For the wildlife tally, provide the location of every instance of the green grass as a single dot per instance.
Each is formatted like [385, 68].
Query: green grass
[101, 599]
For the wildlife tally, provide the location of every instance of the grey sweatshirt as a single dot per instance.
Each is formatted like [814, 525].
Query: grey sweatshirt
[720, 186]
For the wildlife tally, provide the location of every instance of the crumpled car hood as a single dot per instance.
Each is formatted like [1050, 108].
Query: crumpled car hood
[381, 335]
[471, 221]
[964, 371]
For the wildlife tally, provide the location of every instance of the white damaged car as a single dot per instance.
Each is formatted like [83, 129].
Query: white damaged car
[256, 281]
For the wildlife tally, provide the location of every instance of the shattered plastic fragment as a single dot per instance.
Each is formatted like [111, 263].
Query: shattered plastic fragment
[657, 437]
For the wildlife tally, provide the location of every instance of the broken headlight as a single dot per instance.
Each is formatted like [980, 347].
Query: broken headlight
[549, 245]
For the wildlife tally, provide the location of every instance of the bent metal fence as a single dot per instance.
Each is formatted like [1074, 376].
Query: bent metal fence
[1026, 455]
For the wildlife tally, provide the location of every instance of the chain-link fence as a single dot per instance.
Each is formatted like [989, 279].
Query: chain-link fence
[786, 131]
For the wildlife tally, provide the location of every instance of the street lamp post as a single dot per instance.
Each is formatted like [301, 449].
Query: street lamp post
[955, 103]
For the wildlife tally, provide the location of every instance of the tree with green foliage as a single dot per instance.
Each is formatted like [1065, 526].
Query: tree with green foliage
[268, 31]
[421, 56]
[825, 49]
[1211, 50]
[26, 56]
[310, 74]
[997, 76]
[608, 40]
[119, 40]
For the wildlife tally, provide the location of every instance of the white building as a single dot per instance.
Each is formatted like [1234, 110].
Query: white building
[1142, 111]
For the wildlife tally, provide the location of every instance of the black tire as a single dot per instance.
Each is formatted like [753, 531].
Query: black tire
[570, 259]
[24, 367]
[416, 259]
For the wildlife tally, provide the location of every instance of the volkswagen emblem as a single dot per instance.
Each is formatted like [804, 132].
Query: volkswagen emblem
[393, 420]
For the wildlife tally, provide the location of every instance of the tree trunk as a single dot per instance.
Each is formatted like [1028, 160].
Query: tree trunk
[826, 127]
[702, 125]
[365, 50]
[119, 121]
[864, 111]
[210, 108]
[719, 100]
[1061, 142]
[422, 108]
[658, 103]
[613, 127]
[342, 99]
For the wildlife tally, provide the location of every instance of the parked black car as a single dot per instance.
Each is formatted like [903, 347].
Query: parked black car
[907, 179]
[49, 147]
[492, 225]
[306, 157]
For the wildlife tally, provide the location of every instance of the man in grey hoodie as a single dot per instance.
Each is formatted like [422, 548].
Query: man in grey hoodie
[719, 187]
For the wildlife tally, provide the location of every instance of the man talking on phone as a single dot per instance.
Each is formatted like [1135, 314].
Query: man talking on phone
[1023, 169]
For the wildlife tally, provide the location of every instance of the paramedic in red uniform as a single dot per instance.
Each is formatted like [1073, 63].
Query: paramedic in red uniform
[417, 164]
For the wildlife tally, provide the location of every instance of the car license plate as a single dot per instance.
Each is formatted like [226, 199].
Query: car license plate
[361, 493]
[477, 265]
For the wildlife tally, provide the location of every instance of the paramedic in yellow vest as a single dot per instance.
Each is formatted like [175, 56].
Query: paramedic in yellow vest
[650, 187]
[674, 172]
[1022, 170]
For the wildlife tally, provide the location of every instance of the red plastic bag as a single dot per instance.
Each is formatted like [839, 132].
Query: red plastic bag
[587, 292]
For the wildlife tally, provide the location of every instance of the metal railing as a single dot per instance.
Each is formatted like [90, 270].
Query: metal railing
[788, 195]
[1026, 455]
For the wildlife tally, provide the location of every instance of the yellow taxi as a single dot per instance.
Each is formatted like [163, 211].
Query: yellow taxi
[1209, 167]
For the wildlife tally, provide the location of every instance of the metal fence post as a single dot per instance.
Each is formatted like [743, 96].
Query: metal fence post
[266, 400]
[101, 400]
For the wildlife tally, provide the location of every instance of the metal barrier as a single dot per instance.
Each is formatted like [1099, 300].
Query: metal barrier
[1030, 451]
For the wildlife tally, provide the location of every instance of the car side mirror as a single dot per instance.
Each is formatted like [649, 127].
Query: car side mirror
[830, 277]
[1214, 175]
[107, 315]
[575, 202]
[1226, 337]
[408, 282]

──────────────────────────────

What you have to do –
Transcribe exactly, and only, the lines from the one holding "Query: metal barrier" through the final line of the listing.

Result –
Query: metal barrier
[1030, 451]
For the wildlife tally, provide the location of every instance of the car side mirror as a single dot per instance.
Each is formatted like [649, 127].
Query: car side mirror
[830, 277]
[1214, 175]
[107, 315]
[575, 202]
[1226, 337]
[408, 282]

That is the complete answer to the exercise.